Goal: Convert the lines below, starting with the line containing "Object detection labeling — target class: jar neck." and running through the end of the items, into a Markdown table with the columns Row and Line. Number each row and leave out blank lines.

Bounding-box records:
(begin)

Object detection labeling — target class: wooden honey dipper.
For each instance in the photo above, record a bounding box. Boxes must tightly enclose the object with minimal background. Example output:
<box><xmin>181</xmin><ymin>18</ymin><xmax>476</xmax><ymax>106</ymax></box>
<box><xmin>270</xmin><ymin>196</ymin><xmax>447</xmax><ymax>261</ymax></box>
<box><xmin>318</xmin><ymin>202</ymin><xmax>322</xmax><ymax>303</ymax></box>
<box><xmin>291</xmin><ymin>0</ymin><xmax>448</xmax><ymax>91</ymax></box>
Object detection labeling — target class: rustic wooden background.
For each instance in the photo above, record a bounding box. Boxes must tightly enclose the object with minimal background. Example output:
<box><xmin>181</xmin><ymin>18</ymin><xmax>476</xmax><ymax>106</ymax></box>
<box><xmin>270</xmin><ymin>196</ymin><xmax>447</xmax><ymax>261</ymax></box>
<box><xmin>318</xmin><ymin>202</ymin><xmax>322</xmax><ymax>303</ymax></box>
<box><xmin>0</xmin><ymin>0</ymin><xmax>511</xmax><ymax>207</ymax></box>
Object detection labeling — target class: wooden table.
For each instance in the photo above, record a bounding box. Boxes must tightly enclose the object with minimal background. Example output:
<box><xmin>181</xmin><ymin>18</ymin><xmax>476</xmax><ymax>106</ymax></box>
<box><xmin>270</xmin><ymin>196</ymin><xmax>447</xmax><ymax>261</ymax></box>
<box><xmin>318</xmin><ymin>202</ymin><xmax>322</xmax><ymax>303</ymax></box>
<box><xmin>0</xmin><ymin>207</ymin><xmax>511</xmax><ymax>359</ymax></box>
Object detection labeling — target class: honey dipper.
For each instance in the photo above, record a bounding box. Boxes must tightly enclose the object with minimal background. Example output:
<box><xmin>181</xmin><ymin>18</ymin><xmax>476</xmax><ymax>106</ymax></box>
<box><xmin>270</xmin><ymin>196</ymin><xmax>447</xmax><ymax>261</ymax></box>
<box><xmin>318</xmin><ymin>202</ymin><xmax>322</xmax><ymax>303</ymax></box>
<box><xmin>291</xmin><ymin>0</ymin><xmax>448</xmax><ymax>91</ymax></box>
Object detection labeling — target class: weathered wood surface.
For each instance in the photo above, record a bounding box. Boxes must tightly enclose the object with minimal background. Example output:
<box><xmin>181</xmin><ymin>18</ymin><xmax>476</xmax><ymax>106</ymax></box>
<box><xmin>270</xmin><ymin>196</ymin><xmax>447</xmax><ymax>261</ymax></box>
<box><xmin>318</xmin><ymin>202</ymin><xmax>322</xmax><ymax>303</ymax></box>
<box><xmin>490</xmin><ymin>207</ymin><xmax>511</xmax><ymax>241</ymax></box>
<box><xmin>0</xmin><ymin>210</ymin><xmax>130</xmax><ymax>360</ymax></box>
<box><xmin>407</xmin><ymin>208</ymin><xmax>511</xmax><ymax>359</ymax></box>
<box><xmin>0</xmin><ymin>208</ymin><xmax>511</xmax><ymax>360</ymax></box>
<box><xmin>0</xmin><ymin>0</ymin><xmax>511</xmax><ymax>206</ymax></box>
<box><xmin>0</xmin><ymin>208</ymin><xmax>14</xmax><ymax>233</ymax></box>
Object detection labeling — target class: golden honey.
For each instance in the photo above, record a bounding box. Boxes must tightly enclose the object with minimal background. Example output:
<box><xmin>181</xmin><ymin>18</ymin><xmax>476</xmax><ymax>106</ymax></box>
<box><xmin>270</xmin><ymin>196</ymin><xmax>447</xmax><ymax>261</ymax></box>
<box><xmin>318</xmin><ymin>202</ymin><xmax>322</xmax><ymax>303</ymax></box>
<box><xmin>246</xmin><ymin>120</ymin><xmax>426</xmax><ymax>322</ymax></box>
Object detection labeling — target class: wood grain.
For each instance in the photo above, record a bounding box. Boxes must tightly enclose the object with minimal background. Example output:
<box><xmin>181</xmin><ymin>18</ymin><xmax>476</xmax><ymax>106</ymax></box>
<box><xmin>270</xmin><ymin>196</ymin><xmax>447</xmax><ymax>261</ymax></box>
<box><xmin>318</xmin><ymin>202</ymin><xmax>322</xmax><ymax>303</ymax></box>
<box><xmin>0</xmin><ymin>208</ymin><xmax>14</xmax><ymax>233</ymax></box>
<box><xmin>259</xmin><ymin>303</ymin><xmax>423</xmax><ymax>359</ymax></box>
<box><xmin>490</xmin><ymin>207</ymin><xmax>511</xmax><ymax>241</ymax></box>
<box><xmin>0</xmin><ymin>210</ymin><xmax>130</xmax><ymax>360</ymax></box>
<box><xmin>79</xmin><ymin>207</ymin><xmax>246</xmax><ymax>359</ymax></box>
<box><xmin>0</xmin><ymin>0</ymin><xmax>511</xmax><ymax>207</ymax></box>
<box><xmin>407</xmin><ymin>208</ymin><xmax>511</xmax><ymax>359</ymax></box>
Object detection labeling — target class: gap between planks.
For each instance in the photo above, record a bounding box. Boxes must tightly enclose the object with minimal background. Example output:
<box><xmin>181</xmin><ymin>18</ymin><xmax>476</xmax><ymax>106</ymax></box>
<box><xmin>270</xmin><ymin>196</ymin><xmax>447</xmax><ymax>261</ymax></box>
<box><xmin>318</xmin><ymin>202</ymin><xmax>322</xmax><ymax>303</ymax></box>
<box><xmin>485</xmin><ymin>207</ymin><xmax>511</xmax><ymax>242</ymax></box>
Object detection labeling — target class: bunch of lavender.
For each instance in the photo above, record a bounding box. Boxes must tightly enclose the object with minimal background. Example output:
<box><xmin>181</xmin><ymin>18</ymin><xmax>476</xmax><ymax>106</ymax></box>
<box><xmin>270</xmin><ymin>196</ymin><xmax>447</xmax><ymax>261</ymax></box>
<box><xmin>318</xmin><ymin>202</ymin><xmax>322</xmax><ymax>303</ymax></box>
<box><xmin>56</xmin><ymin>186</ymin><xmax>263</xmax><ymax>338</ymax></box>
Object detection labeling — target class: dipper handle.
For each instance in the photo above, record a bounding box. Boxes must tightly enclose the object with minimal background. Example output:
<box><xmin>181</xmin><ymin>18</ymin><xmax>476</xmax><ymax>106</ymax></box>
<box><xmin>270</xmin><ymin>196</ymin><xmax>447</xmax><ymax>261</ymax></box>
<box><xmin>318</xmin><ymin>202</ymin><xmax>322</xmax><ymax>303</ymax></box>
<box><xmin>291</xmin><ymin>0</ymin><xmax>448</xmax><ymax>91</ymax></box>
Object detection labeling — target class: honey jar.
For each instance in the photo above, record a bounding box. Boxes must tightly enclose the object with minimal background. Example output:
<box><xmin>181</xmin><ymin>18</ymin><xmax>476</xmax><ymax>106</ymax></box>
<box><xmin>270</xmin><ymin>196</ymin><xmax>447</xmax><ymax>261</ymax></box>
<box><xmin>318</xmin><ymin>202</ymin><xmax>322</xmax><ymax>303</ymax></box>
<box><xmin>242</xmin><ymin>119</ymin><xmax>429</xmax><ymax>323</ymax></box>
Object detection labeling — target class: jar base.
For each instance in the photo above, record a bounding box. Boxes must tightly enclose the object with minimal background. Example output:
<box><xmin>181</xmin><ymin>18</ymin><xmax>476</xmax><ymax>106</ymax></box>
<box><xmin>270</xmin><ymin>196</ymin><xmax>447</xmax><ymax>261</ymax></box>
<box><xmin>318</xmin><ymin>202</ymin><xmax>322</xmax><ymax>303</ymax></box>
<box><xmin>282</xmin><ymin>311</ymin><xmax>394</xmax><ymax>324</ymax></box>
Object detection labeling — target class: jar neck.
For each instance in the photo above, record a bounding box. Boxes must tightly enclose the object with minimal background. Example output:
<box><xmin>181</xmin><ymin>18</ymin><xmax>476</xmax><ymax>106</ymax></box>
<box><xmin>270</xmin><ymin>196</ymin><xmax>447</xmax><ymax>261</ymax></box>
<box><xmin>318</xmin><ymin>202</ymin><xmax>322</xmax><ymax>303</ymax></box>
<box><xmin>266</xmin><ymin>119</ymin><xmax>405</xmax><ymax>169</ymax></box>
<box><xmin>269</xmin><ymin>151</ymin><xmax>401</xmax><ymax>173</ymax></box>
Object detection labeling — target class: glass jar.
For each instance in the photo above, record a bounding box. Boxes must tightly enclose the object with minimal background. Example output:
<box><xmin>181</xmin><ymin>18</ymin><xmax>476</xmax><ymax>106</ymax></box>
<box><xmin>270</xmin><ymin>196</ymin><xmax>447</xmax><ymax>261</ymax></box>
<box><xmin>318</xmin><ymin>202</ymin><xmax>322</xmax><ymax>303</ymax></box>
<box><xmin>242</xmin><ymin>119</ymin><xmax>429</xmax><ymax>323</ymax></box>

(end)

Answer below:
| Row | Line |
|---|---|
| 1 | Object detection labeling — target class: jar neck. |
| 2 | For each instance in the photo above, record a bounding box. Boxes must tightly enclose the object with minimal background. Example output: |
| 3 | <box><xmin>181</xmin><ymin>18</ymin><xmax>476</xmax><ymax>106</ymax></box> |
| 4 | <box><xmin>270</xmin><ymin>196</ymin><xmax>447</xmax><ymax>261</ymax></box> |
| 5 | <box><xmin>318</xmin><ymin>202</ymin><xmax>322</xmax><ymax>303</ymax></box> |
| 6 | <box><xmin>266</xmin><ymin>119</ymin><xmax>405</xmax><ymax>169</ymax></box> |
| 7 | <box><xmin>269</xmin><ymin>151</ymin><xmax>401</xmax><ymax>173</ymax></box> |
| 8 | Object detection labeling — target class: glass jar. |
| 9 | For each instance in the photo above, record a bounding box. Boxes must tightly enclose the object with minimal background. Example output: |
| 10 | <box><xmin>181</xmin><ymin>18</ymin><xmax>476</xmax><ymax>106</ymax></box> |
| 11 | <box><xmin>270</xmin><ymin>196</ymin><xmax>447</xmax><ymax>261</ymax></box> |
| 12 | <box><xmin>318</xmin><ymin>202</ymin><xmax>322</xmax><ymax>303</ymax></box> |
| 13 | <box><xmin>242</xmin><ymin>119</ymin><xmax>429</xmax><ymax>323</ymax></box> |